_What you are asked to do:_
Copy the rows below exactly, character for character, but leave out the pictures.

━━━

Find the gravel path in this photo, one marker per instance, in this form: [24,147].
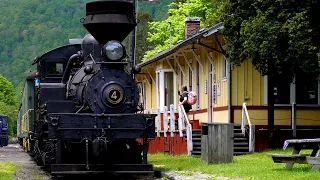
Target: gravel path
[186,175]
[28,170]
[26,167]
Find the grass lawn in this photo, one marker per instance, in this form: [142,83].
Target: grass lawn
[253,166]
[7,170]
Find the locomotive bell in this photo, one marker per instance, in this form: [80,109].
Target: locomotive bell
[109,20]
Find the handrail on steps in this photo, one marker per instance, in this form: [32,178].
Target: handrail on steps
[245,118]
[188,128]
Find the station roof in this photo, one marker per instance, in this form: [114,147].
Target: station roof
[201,34]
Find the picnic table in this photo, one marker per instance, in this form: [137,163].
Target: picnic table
[296,157]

━━━

_Result:_
Find the gravel path in this photo, one marker per instance, in this form: [24,147].
Target: gravel path
[186,175]
[28,170]
[26,167]
Find the grass lawn in this photo, one marker per instance, in this form: [142,83].
Target: grass lawn
[253,166]
[7,170]
Find the locomotive bell in this photo, one marker per instance, in this form: [80,109].
Target: locomotive bell
[109,20]
Find the handrail on steps in this photo, one marker per instance, in this form: [32,178].
Target: handrail on steps
[245,118]
[188,128]
Find the station roof in this photo, one marker per instance, in this form: [114,147].
Target: station roof
[201,34]
Find the picnic table in this photo, one marker per instance, in this form: [137,163].
Target: picnic table
[296,157]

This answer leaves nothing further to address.